What is the number of lines in these records that hold the word "segment"? Reply with that number alone.

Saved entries
-- Opening Marker --

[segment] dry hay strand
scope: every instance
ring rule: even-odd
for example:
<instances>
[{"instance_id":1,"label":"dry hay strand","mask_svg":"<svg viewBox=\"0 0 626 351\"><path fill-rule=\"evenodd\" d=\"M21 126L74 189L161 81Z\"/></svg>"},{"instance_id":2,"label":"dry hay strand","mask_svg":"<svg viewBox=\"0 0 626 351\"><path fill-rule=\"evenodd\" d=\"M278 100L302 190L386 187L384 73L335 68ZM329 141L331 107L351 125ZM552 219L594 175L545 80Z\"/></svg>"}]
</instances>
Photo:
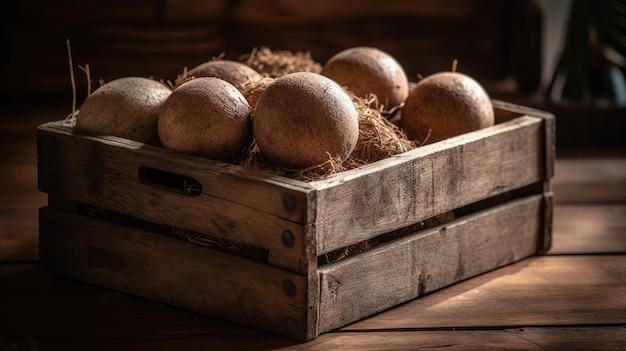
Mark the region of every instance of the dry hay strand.
<instances>
[{"instance_id":1,"label":"dry hay strand","mask_svg":"<svg viewBox=\"0 0 626 351\"><path fill-rule=\"evenodd\" d=\"M70 40L67 39L65 44L67 46L67 57L70 68L70 83L72 85L72 112L65 117L65 119L63 120L63 125L74 128L74 126L76 125L76 118L78 117L78 113L80 111L76 108L76 78L74 76L74 64L72 60L72 48L70 45ZM79 65L78 68L80 68L80 70L83 71L87 76L87 97L89 97L89 95L91 95L91 71L89 69L89 65L86 64L84 67Z\"/></svg>"},{"instance_id":2,"label":"dry hay strand","mask_svg":"<svg viewBox=\"0 0 626 351\"><path fill-rule=\"evenodd\" d=\"M383 115L376 95L360 98L350 91L348 93L359 113L359 139L354 151L344 162L346 169L380 161L418 146Z\"/></svg>"},{"instance_id":3,"label":"dry hay strand","mask_svg":"<svg viewBox=\"0 0 626 351\"><path fill-rule=\"evenodd\" d=\"M226 57L226 53L222 52L220 53L218 56L213 56L210 60L203 62L203 63L207 63L207 62L211 62L211 61L219 61L219 60L223 60L224 57ZM192 79L196 79L198 77L194 76L193 74L190 73L189 68L184 67L183 71L180 74L176 75L176 79L174 79L174 83L172 84L171 82L169 83L170 87L172 89L176 89L179 86L181 86L183 83L186 83Z\"/></svg>"},{"instance_id":4,"label":"dry hay strand","mask_svg":"<svg viewBox=\"0 0 626 351\"><path fill-rule=\"evenodd\" d=\"M339 157L328 154L328 160L321 164L301 170L287 169L267 161L254 144L238 164L248 169L263 170L274 175L311 182L417 147L417 144L409 140L398 126L385 118L375 96L365 99L348 93L359 114L359 138L354 151L344 162L341 162Z\"/></svg>"},{"instance_id":5,"label":"dry hay strand","mask_svg":"<svg viewBox=\"0 0 626 351\"><path fill-rule=\"evenodd\" d=\"M304 182L312 182L314 180L324 179L331 174L345 171L345 167L338 156L328 154L328 160L318 165L314 165L305 169L290 169L279 167L269 162L259 150L256 143L252 145L239 160L238 165L251 169L260 170L276 176L301 180Z\"/></svg>"},{"instance_id":6,"label":"dry hay strand","mask_svg":"<svg viewBox=\"0 0 626 351\"><path fill-rule=\"evenodd\" d=\"M267 47L254 48L242 61L262 75L278 78L294 72L322 72L322 65L311 57L310 52L276 50Z\"/></svg>"},{"instance_id":7,"label":"dry hay strand","mask_svg":"<svg viewBox=\"0 0 626 351\"><path fill-rule=\"evenodd\" d=\"M217 236L199 233L179 227L172 227L172 233L196 245L213 248L220 251L226 251L233 255L246 257L258 262L267 262L267 250L259 247L245 245Z\"/></svg>"},{"instance_id":8,"label":"dry hay strand","mask_svg":"<svg viewBox=\"0 0 626 351\"><path fill-rule=\"evenodd\" d=\"M248 104L254 111L256 107L257 101L261 97L261 94L276 78L272 78L269 76L263 76L261 79L257 81L248 81L239 87L239 90L243 94L243 96L248 100Z\"/></svg>"},{"instance_id":9,"label":"dry hay strand","mask_svg":"<svg viewBox=\"0 0 626 351\"><path fill-rule=\"evenodd\" d=\"M179 87L181 84L186 83L192 79L194 79L196 77L194 77L193 75L189 74L189 70L187 69L187 67L183 68L183 72L180 74L176 75L176 79L174 79L174 85L172 86L172 89L176 89L177 87Z\"/></svg>"}]
</instances>

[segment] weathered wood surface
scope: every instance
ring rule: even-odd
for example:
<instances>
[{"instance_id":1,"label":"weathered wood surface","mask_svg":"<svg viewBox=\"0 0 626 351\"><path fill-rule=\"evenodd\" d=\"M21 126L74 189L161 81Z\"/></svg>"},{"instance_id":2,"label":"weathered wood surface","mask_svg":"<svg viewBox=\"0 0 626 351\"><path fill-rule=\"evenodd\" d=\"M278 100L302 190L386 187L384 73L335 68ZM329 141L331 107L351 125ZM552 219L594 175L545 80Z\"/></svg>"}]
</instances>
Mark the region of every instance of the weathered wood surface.
<instances>
[{"instance_id":1,"label":"weathered wood surface","mask_svg":"<svg viewBox=\"0 0 626 351\"><path fill-rule=\"evenodd\" d=\"M37 266L3 265L0 307L8 317L0 329L31 335L42 350L456 350L474 343L484 350L623 350L624 276L624 255L533 257L297 343Z\"/></svg>"},{"instance_id":2,"label":"weathered wood surface","mask_svg":"<svg viewBox=\"0 0 626 351\"><path fill-rule=\"evenodd\" d=\"M624 183L626 186L626 183ZM551 254L626 253L626 204L557 204ZM590 240L593 238L593 240Z\"/></svg>"},{"instance_id":3,"label":"weathered wood surface","mask_svg":"<svg viewBox=\"0 0 626 351\"><path fill-rule=\"evenodd\" d=\"M531 257L341 330L623 326L625 265L625 255Z\"/></svg>"},{"instance_id":4,"label":"weathered wood surface","mask_svg":"<svg viewBox=\"0 0 626 351\"><path fill-rule=\"evenodd\" d=\"M544 128L522 116L312 182L318 254L546 179Z\"/></svg>"},{"instance_id":5,"label":"weathered wood surface","mask_svg":"<svg viewBox=\"0 0 626 351\"><path fill-rule=\"evenodd\" d=\"M534 254L542 200L512 201L320 268L319 332Z\"/></svg>"},{"instance_id":6,"label":"weathered wood surface","mask_svg":"<svg viewBox=\"0 0 626 351\"><path fill-rule=\"evenodd\" d=\"M307 313L316 306L309 306L304 276L173 236L48 208L40 214L41 262L52 272L306 338Z\"/></svg>"},{"instance_id":7,"label":"weathered wood surface","mask_svg":"<svg viewBox=\"0 0 626 351\"><path fill-rule=\"evenodd\" d=\"M556 172L553 191L557 202L626 202L626 158L562 158Z\"/></svg>"},{"instance_id":8,"label":"weathered wood surface","mask_svg":"<svg viewBox=\"0 0 626 351\"><path fill-rule=\"evenodd\" d=\"M38 144L39 188L51 196L264 248L276 264L308 270L306 183L277 182L265 173L126 139L77 135L60 122L41 126ZM193 178L202 192L188 196L145 184L139 176L144 167ZM292 234L291 246L282 243L285 231Z\"/></svg>"},{"instance_id":9,"label":"weathered wood surface","mask_svg":"<svg viewBox=\"0 0 626 351\"><path fill-rule=\"evenodd\" d=\"M267 338L255 333L236 335L177 336L171 338L87 339L61 340L30 338L21 345L32 343L41 350L133 350L165 351L189 348L195 350L620 350L626 347L624 327L600 328L515 328L502 330L422 330L422 331L367 331L342 332L322 335L307 344L295 345L288 340Z\"/></svg>"}]
</instances>

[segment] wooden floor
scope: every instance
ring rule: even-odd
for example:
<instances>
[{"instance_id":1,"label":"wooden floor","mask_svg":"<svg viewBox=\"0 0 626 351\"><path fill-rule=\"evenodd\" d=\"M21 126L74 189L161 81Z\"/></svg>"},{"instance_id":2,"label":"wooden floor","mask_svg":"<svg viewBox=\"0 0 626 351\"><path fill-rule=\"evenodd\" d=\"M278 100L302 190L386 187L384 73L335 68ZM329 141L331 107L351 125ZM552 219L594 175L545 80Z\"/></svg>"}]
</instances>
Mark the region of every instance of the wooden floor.
<instances>
[{"instance_id":1,"label":"wooden floor","mask_svg":"<svg viewBox=\"0 0 626 351\"><path fill-rule=\"evenodd\" d=\"M0 110L0 350L626 349L626 154L557 158L546 255L297 343L37 265L35 130L68 110Z\"/></svg>"}]
</instances>

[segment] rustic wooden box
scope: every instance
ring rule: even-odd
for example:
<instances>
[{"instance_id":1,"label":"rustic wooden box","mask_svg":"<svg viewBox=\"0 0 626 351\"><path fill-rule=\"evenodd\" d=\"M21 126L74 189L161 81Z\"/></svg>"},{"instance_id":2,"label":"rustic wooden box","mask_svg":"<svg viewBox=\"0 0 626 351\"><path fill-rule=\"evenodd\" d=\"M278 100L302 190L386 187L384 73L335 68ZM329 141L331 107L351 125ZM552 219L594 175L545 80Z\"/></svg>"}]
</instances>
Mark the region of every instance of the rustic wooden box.
<instances>
[{"instance_id":1,"label":"rustic wooden box","mask_svg":"<svg viewBox=\"0 0 626 351\"><path fill-rule=\"evenodd\" d=\"M44 124L41 263L313 339L548 249L554 117L494 106L493 127L310 183ZM323 263L363 242L378 245Z\"/></svg>"}]
</instances>

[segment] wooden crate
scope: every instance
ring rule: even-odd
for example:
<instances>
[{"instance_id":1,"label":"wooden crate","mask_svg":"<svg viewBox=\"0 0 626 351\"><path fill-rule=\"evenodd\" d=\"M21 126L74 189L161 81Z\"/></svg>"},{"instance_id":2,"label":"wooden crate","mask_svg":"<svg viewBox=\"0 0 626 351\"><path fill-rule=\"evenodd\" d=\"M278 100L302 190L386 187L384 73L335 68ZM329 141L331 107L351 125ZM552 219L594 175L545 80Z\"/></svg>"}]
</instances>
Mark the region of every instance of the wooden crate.
<instances>
[{"instance_id":1,"label":"wooden crate","mask_svg":"<svg viewBox=\"0 0 626 351\"><path fill-rule=\"evenodd\" d=\"M41 263L316 338L549 248L554 117L494 105L493 127L308 183L44 124Z\"/></svg>"}]
</instances>

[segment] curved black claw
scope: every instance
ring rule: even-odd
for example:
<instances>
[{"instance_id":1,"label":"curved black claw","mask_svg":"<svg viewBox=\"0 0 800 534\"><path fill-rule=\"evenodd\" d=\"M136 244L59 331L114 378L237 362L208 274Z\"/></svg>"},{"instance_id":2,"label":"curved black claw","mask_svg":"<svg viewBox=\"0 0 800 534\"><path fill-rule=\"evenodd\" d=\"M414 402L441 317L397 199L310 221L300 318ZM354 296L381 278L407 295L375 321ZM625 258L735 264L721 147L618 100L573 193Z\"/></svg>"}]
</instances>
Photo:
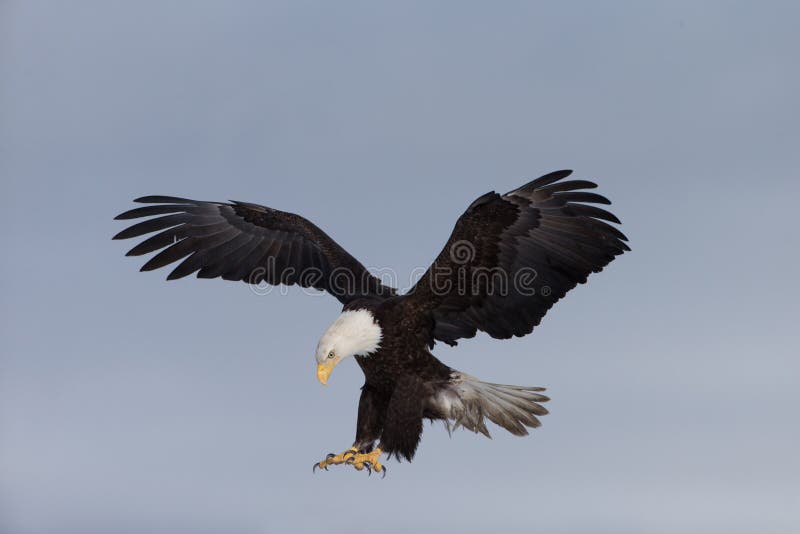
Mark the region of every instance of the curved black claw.
<instances>
[{"instance_id":1,"label":"curved black claw","mask_svg":"<svg viewBox=\"0 0 800 534\"><path fill-rule=\"evenodd\" d=\"M383 475L381 475L381 480L383 480L384 478L386 478L386 471L387 471L387 469L386 469L386 466L384 465L384 466L383 466L383 469L381 469L381 472L383 473Z\"/></svg>"},{"instance_id":2,"label":"curved black claw","mask_svg":"<svg viewBox=\"0 0 800 534\"><path fill-rule=\"evenodd\" d=\"M322 462L317 462L317 463L314 464L314 467L311 469L311 472L312 473L316 473L317 472L317 468L324 469L325 471L327 471L328 470L328 464L322 465Z\"/></svg>"},{"instance_id":3,"label":"curved black claw","mask_svg":"<svg viewBox=\"0 0 800 534\"><path fill-rule=\"evenodd\" d=\"M355 462L356 462L356 457L355 457L355 455L353 455L353 456L350 456L350 457L349 457L347 460L345 460L345 461L344 461L344 463L346 463L347 465L352 465L352 464L354 464Z\"/></svg>"},{"instance_id":4,"label":"curved black claw","mask_svg":"<svg viewBox=\"0 0 800 534\"><path fill-rule=\"evenodd\" d=\"M355 456L355 455L356 455L356 451L354 451L354 450L351 450L351 449L348 449L348 450L346 450L346 451L344 451L344 452L342 453L342 458L345 458L345 457L350 457L350 456Z\"/></svg>"},{"instance_id":5,"label":"curved black claw","mask_svg":"<svg viewBox=\"0 0 800 534\"><path fill-rule=\"evenodd\" d=\"M372 464L370 462L364 462L364 467L367 468L367 472L369 476L372 476Z\"/></svg>"},{"instance_id":6,"label":"curved black claw","mask_svg":"<svg viewBox=\"0 0 800 534\"><path fill-rule=\"evenodd\" d=\"M328 455L327 455L327 456L325 456L325 459L326 459L326 460L330 460L330 459L331 459L331 458L333 458L334 456L336 456L336 455L335 455L335 454L333 454L332 452L329 452L329 453L328 453Z\"/></svg>"},{"instance_id":7,"label":"curved black claw","mask_svg":"<svg viewBox=\"0 0 800 534\"><path fill-rule=\"evenodd\" d=\"M327 471L328 470L328 464L323 464L322 462L315 463L312 473L316 473L317 472L317 468L324 469L325 471Z\"/></svg>"}]
</instances>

-- Closing Marker --

▶ **Task response**:
6